- **Task item**: Would you retype the listing word for word, skipping its pictures?

- **Available data**:
_ _ _

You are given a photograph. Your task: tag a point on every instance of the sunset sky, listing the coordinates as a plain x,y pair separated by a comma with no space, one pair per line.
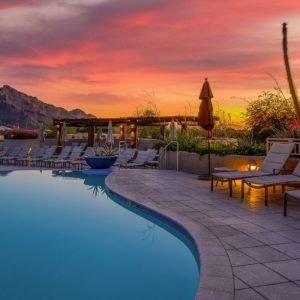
108,57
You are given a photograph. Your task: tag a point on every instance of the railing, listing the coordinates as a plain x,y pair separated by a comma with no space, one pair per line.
164,150
296,150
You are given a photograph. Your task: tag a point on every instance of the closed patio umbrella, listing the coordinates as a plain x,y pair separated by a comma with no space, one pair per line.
42,135
64,136
98,136
205,117
109,133
172,128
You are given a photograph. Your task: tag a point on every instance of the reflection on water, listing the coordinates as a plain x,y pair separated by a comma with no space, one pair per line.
62,240
94,182
97,185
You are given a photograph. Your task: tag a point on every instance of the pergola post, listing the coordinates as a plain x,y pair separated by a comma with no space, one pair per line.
133,135
58,135
122,133
183,127
91,135
162,132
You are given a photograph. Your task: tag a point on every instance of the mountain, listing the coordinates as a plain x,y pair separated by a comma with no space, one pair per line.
19,109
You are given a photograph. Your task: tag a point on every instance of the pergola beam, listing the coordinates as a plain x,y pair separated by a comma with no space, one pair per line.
133,122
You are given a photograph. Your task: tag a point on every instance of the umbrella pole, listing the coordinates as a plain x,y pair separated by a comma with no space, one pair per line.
208,147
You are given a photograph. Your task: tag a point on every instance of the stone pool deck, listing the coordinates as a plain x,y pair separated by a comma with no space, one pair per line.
247,250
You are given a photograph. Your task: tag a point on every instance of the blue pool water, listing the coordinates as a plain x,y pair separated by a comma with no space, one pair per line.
64,236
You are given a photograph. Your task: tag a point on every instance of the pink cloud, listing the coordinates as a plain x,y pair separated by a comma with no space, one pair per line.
125,46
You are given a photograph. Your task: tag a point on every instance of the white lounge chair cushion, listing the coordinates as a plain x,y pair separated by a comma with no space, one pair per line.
239,174
275,159
271,180
295,194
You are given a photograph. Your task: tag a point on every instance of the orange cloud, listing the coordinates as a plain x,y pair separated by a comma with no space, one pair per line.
104,56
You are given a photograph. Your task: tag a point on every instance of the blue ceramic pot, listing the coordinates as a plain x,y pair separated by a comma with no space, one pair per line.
100,162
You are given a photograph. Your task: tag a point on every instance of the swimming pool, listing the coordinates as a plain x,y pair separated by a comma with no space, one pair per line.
65,236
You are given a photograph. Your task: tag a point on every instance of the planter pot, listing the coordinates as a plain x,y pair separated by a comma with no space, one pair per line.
100,162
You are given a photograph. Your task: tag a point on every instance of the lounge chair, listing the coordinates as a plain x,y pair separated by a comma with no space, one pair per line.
4,152
271,181
125,156
295,194
8,156
142,158
75,154
272,164
36,152
48,154
80,162
64,154
22,154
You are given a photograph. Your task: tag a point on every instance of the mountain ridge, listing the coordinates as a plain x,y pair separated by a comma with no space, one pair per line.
22,110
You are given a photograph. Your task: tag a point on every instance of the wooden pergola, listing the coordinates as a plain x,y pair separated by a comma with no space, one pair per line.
132,122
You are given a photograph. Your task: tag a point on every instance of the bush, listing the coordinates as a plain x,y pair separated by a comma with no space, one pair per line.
270,115
190,142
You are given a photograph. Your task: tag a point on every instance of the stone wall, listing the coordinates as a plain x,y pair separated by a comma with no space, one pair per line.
198,164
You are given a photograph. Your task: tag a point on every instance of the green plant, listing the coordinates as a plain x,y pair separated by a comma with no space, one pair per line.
106,150
191,142
271,113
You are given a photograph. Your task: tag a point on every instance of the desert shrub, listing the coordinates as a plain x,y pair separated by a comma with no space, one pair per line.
269,115
190,142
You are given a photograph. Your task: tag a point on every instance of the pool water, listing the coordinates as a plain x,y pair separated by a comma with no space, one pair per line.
65,236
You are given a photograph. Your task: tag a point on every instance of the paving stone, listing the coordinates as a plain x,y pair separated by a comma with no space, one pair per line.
238,284
230,220
224,230
248,228
283,291
289,269
216,270
293,235
216,283
247,294
291,249
216,213
270,238
264,254
208,294
238,258
257,275
241,241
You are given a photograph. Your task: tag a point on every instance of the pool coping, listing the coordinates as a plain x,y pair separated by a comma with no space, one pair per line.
216,280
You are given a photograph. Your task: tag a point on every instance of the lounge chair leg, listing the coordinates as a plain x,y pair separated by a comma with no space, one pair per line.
243,190
285,204
266,196
230,187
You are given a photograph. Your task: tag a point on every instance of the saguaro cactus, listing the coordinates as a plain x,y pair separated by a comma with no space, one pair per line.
288,71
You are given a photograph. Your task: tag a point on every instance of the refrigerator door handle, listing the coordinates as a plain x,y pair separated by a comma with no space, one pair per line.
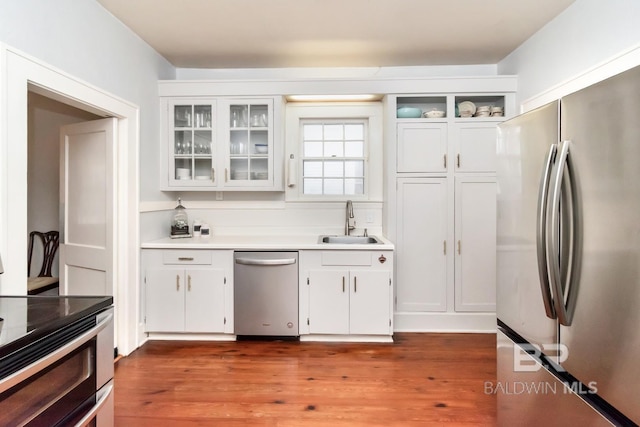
541,226
564,288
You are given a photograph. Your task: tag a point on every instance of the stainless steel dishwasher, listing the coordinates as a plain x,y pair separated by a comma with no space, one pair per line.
266,294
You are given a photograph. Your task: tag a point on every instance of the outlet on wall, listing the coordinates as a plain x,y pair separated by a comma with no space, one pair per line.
369,217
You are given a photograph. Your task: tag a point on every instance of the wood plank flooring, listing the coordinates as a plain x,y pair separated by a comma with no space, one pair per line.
420,380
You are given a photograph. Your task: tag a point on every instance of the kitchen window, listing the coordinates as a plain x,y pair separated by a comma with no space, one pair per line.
334,151
333,157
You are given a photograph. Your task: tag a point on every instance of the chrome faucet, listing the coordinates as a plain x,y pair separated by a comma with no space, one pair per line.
349,214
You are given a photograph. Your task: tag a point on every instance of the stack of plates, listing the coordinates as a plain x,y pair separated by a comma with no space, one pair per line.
467,109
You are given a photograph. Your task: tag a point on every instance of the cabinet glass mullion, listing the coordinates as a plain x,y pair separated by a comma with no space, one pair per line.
192,142
248,142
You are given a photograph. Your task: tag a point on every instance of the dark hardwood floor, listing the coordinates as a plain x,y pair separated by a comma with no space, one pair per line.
420,380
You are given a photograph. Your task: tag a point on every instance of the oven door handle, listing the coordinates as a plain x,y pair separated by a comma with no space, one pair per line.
54,356
106,393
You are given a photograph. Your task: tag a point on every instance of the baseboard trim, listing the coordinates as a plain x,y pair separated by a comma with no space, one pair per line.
445,322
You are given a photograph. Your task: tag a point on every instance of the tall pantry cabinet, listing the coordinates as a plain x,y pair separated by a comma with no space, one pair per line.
445,210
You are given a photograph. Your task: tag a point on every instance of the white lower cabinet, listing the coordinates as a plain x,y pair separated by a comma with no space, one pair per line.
346,292
188,291
423,224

_ _ _

- **Written response**:
You are given a photograph. Your task: tag a point on every instance of the sunset sky, listing the coordinates as a plain x,y pair separated by a comma with no space, one pair per line.
108,57
You are given a photograph. Your task: tag a point on every instance of the railing, listing the coordinates as a plain x,y pair separated by a comma with no space, one pair per line.
164,150
296,150
You are given a photograph. Your task: tag a point on every instance of the closed patio umbrella, listing the coordinates as a plain x,y pair separated by a comma with no space, one pair per line.
42,135
64,136
98,136
205,117
109,133
172,128
You are given a photograph. Your task: tag a point on every instance of the reflection on water, listing the coordinates as a plain x,y pair separated by a comma with no space, one pair per line.
62,240
94,182
97,185
You are given a photograph. Your task: tag a point on every instance of the pergola post, listing the coordinates as a plain x,y pair separated by a comma with no space, one pair per line.
133,135
58,135
122,133
183,127
91,135
162,132
You are given a photograph. Your task: tag a point on every instance of the mountain, listing the coordinates as a plain x,y pair separated by a comma with no space, one pair per line.
19,109
You are given a photograph. Your task: tag a point on every instance of the pergola beam, listing the coordinates as a plain x,y pair separated by a comma with no space, one pair per line.
133,122
You are given a photograph. Your task: tag a point on every instance of the umbrella pole, listing the coordinates as a plain x,y pair separated by a comma with no space, one pair per line.
208,147
You are given a photograph. Your task: tag a point on every instance of the stone pool deck, listing the coordinates as a plain x,y pair separated by a comma with no space, one pair per line.
247,250
You are given a photograph. Your task: tag a point on every instance of the blue pool water, listing the coordinates as a plain x,y pair separated by a comma with no space, one pair per line.
64,236
You are given a photograph. Your task: tag a point on every instance of the pink cloud, listing the coordinates as a plain x,y pair separated by a comma with no space, one pair per line.
125,46
You are given a photograph. Your task: tag a point on every instance of the white lounge chair cushion, listing the coordinates as a plain x,y pair separated by a comma with no space, one pair per line.
239,174
275,159
271,180
295,194
You are given a photograph. Your task: tag a point on every instance of the orange cloud, listing the coordinates as a plain x,y pair separated by a comma with no space, one pair per line.
104,56
You are given a photograph. Your task: tag a point on every instance of the blue ceramic pot, listing the coordinates as a plain x,y pair separated by a comma with no space, one pair per line.
100,162
You are given a photograph. Your task: tag a point on every instance of the swimming pool, listing the coordinates as a plain x,y pair separated by a comma with no space, one pair per line.
65,236
You are given a photograph. Your task: tag a point on every instance of the planter pot, listing the coordinates as a plain x,y pair separated by a comma with no space, one pair per line.
100,162
You are given a photograph. Your task: tag a point on every instance of the lounge chair, listing the coordinates as a plain x,y pair separated by a comma with no space, one pair per line.
4,152
271,181
125,156
295,194
8,156
142,158
75,154
272,164
36,152
48,154
80,162
64,154
22,154
You are given a photograph. Your task: tag a point on every instance of the mountain ridge, listing the coordinates as a plain x,y pair separated by a comma with no space, one pair per line.
22,110
You are given a photograph. Your task: tag a point on every instance of the wooden pergola, listing the coordinates as a plain x,y pair separated by a comma with no space, one pair per line.
132,122
You are given a photograph. Your task: tag a point on every instance of the bush, listing the coordinates as a plain x,y pair separated by a comma with no space, one pair per line.
270,115
190,142
You are given a photograph. Your task: tag a point on every instance of the stone wall, listing the coordinates as a plain x,y pair separated by a comma with no space, one pair per line.
198,164
You are given a photograph. Your task: tag a point on every instance of the green plant, listing the coordinates as a plain x,y pair separated by a comma with no space, one pair per line.
106,150
191,142
271,113
You are given a photograph. Your task: tag a point on every instance of the desert shrub, listing the coordinates as a plain x,y pair separated by a comma with no space, one pair per line.
269,115
190,142
You are given a photograph. Your task: tag a point on every instance of the pool water, listing the coordinates as a plain x,y pair separated by a comma with no space, one pair per line.
65,236
You are given a photograph. Your task: tag a point on every instance of the paving stone, listing the coordinates as a plain x,y pair separated by a comma with no space, one pair per line.
238,284
230,220
224,230
248,228
283,291
289,269
216,270
293,235
216,283
247,294
291,249
216,213
270,238
264,254
208,294
238,258
257,275
241,241
You are given a photograph. Your task: tag a point on every instance of the pool coping, listing the coordinates as a plain x,y pair separated by a comma with no space, one pair per line.
216,280
You are given a photograph. Your task: tag a point on every instance of the lounge chair leg, listing the coordinates as a plain x,y pair separated by a comma with no space, one pair per line.
243,190
285,204
266,196
230,187
You are given a photograph. Your task: tag a point on every instance of the saguaro cactus, listing the coordinates as a plain x,y pair separated by a comma with no space, one pair per line.
288,71
You are given a photograph. Your task: tag a point on every instance of the refrigerator door handle, listing the coordinates as a plain x,y pair separated by a comma with no space, one pair per line.
541,226
564,288
You are given a photograph. Your task: tag a point on every instance of the stainless steel dishwasher, listing the coordinates as a plain x,y pair separated by a comma with no space, one pair per line.
266,294
You are given a photograph. Your task: tag a point on every instance of the outlet on wall, listing the coordinates as a plain x,y pair separated by a comma with no space, one pair per line.
369,217
You are given a photograph. Your task: tag a point on every instance of the wood plank flooring, listing the coordinates as a plain x,y pair separated by a comma with no space, one pair per line.
420,380
You are given a photograph. Your task: tag a point on every instance of the kitchen window, listing the coordinates as a plain x,y pair separated by a comma with no space, one pair per line.
334,151
333,157
You are given a photograph. Your task: tag a point on every instance of the chrome faucet, listing the coordinates as a plain x,y pair separated by a comma with no space, one pair per line.
349,214
You are given a photograph. Your task: tag a point on every instance of the stack of plates, listing the coordinates as a plain x,y pair separated by a comma with no space, one pair per line.
467,109
You are given a photograph. Your task: tag a point on every instance of the cabinet glass mullion, listing the coordinates as a plain x,y pair separated by a comma with no space, one pair per line.
192,142
248,142
You are given a photograph. Your task: tag a point on every instance of the dark hardwood floor, listing the coordinates as a plain x,y pair separated by a comma with no space, one pair per line.
420,380
You are given a photograph. Your task: tag a point on every instance of the oven door handle, listing the coordinates as a plain x,y pair separated by a comma with no space, one pair per line.
54,356
106,393
You are given a photograph. Your task: tag a point on every instance of the baseboard trim, listing the coordinates as a plain x,y pair separated by a comma with no space, one pair per line.
445,322
You are given a photograph. Your task: tag a point on every instance of the tall pantry cabinet, listing the coordinates as a plain x,y pair separated by a comma with no space, one pair per line.
445,210
You are given a photograph. Your task: tag a point on every instance of the white lower cabinet, listing the coordinates as a plain x,y pair separated by a comma with no space, one pair per line.
346,292
188,291
423,224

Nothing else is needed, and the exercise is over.